Output each line of the material exactly as it stands.
+++ Data lines +++
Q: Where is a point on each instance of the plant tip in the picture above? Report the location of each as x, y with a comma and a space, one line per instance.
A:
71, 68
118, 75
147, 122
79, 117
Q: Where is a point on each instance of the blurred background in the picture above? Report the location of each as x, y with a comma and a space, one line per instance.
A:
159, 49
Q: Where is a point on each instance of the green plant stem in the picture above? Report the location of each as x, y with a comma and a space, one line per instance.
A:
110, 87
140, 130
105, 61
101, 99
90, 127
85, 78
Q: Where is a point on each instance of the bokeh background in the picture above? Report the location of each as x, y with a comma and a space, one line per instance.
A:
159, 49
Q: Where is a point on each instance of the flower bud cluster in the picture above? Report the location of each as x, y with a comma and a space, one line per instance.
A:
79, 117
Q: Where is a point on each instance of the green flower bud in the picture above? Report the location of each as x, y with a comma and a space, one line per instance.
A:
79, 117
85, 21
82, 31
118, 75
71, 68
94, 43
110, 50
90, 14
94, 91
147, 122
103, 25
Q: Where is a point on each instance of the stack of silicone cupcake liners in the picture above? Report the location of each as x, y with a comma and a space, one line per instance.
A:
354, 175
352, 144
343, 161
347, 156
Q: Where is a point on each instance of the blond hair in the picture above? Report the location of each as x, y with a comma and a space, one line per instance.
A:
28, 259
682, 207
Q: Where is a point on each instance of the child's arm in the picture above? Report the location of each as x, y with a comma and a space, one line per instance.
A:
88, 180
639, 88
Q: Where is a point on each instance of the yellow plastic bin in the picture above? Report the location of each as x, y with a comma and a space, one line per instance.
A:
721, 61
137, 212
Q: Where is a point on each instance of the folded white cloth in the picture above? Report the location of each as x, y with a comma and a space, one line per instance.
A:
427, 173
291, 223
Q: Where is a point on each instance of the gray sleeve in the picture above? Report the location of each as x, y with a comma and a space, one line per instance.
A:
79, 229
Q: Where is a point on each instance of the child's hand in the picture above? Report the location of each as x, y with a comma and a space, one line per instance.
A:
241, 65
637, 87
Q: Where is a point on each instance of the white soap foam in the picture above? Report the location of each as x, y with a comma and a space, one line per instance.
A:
+++
Solution to the exercise:
Q: Where is a point on each instance of the plant tip in the picture above? Report the location of each as x, y with a comma and a space, one line per instance.
A:
71, 68
118, 75
147, 122
79, 117
Q: Where is a point on each instance of the blurred background in the picture above? Report the location of each as x, y with a comma and a space, one line per instance.
A:
159, 49
Q: Where is a point on each instance of the green plant stem in the picture above? Report the location of each as x, y with a comma and a space, one line per instance.
A:
110, 87
140, 130
105, 61
101, 99
90, 127
85, 78
Q: Where is a point on each instance of the bokeh background in the picture above? Report the location of each as x, y with a comma and a space, one line per instance.
A:
159, 49
Q: Where is a point on each instance of the flower bud cluster in the picture above? Report the location of each as x, y with a comma and a space, one line per instance.
A:
79, 117
Q: Where is a point on each instance of the green flower bud in the picture above? Report the location of each as x, y with a comma and a space, one line per instance.
A:
79, 117
85, 21
82, 31
118, 75
71, 68
94, 43
110, 50
90, 14
94, 91
147, 122
103, 25
Q: Where is a point on each instance of the stack of silicone cupcake liners in the picture above? Report the location of each as x, y with a comma and a space, one line per instance.
A:
354, 175
352, 144
343, 161
347, 156
Q: Where is a point on each instance of the blond hair in the picture above? Report the location of each as x, y with a comma and a space, one line per instance.
A:
28, 259
682, 207
Q: Where is a point on each instance of the child's arm in the picture above? Report the location of each as x, y with a comma and a space, one line per instance.
A:
88, 180
639, 88
Q: Where is a point on each instance of the yellow plastic bin in the picture above? Report the location of each as x, y with a comma and a space, one line per instance.
A:
721, 61
137, 212
Q: Where is a point on each instance of the folded white cloth in the picture above? Report the location of each as x, y with a comma and a space, one line per instance.
A:
427, 173
291, 223
Q: Where is a point on each instance of the gray sleeve in the picture above? Report the location of each as x, y with a comma and a space, one line per instance.
A:
79, 229
Q: Where is a point on each instance of the child's hand in the picture above? Report the location of each as x, y with a comma and a space, one line per instance.
A:
241, 65
637, 87
Q: Where is a point on each instance of the white soap foam in the picture above? Report the location of each as x, y with a comma and a space, one line per instance.
A:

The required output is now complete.